**TASK PROMPT**: Every line from the one containing "Target: wooden door" to the one containing "Sample: [(960, 488)]" in the records below, both included, must be set down exactly, and no other line.

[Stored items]
[Start of section]

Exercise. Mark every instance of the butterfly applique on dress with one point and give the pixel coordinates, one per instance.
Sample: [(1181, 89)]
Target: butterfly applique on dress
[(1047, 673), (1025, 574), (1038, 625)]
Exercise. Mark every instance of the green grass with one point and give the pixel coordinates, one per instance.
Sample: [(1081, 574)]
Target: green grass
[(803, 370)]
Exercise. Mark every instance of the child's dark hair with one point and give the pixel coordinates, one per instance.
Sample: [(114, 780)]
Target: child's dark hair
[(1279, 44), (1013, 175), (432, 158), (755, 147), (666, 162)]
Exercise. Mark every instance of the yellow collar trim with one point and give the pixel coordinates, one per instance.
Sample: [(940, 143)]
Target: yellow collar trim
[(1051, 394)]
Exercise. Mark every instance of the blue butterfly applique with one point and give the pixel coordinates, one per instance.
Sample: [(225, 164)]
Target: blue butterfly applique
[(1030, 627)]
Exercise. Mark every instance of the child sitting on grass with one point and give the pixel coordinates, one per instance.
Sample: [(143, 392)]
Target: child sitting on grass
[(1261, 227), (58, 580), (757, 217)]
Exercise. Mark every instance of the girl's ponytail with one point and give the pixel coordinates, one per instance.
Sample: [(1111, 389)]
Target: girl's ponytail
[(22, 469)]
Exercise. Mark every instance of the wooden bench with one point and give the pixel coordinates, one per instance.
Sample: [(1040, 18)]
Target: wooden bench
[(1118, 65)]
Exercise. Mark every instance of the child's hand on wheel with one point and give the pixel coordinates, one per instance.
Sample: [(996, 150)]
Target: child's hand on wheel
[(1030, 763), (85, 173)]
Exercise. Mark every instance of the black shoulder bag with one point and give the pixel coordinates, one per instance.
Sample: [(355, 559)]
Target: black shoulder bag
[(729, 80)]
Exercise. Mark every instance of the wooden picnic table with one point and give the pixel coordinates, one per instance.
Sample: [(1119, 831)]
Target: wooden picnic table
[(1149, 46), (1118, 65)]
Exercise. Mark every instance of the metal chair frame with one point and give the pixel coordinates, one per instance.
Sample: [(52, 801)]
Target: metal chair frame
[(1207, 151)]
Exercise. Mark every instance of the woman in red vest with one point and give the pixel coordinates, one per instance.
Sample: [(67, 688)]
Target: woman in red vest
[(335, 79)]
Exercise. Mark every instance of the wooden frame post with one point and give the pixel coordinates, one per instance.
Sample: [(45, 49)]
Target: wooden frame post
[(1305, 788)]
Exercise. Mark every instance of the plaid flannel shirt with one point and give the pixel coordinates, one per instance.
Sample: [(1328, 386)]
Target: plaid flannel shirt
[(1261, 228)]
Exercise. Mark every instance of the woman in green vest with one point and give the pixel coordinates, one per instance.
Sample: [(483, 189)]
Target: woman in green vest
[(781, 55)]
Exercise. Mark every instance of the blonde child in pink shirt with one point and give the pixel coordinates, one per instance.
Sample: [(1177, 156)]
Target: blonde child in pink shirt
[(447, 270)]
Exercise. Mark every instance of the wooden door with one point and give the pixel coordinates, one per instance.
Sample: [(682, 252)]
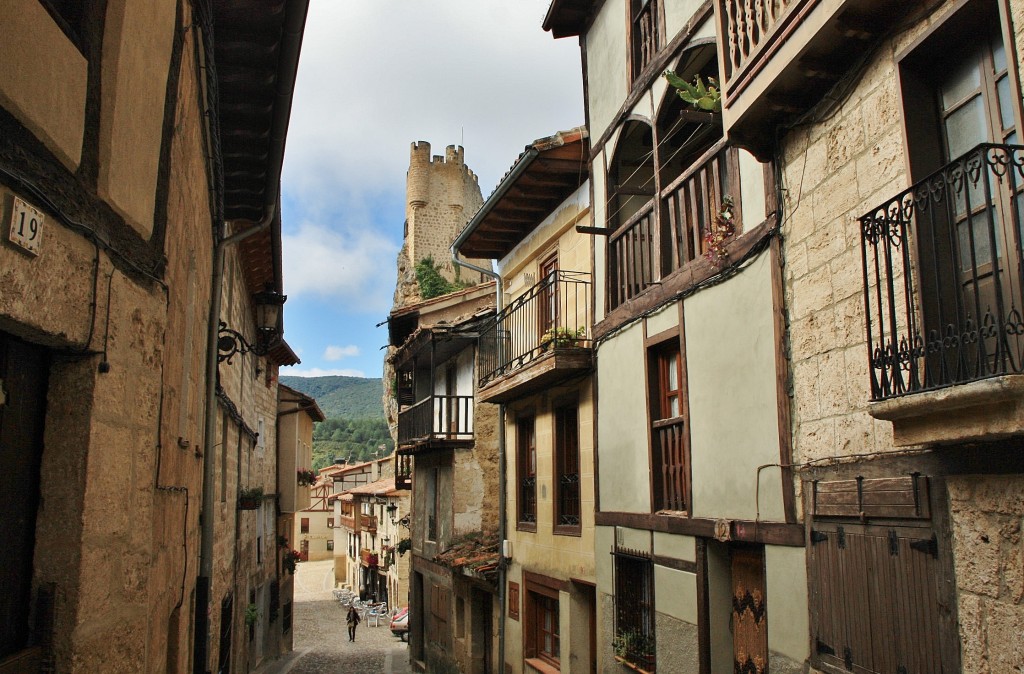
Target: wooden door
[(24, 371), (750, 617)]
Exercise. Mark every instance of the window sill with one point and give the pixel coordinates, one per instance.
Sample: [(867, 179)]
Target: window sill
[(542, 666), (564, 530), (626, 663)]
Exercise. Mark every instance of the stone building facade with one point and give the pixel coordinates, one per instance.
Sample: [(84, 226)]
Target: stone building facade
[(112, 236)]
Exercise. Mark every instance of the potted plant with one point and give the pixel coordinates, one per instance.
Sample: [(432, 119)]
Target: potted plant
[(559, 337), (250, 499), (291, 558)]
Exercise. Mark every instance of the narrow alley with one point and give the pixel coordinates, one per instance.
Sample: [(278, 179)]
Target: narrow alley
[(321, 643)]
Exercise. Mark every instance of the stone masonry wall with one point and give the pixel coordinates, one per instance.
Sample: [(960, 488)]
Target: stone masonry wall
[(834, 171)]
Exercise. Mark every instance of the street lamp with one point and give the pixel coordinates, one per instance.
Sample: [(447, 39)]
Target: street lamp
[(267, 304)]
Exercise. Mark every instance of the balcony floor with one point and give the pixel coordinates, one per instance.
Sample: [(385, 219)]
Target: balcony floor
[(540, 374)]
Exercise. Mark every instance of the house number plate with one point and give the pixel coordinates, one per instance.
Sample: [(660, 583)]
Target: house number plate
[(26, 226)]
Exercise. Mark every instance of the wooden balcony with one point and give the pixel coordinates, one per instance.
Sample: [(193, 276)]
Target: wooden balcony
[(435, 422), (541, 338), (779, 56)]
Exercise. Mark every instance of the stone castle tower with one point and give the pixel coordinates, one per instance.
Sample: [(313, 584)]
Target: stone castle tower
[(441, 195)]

[End of section]

**SOLUTION**:
Target: wooden door
[(24, 371), (750, 617)]
Exercise. Mark every instance of the window sill with one point and give the pixel coordinates, one per instance.
Sample: [(867, 179)]
Target: window sill
[(542, 666), (564, 530), (626, 663)]
Exercise. Mark every instance of the stone building facade with one point and give the pixel coordinates, one per instance.
Sample: [(84, 226)]
Target: stone building facade
[(112, 236)]
Exercise. Mark every instance of the potted plant with one point and give the pixel coordinates, one per instance.
Sample: [(432, 119)]
Target: potted plant
[(559, 337), (250, 499), (291, 558)]
Exercise. Mark every instance of the narrow alley with one point and give the pixel coordinates, one per instance.
Sample: [(278, 179)]
Target: narrow alley
[(321, 643)]
Exercise. Mark every instance of the stone masonry wall with one point and give the pixel coordinates, one per instance.
Sample: [(960, 488)]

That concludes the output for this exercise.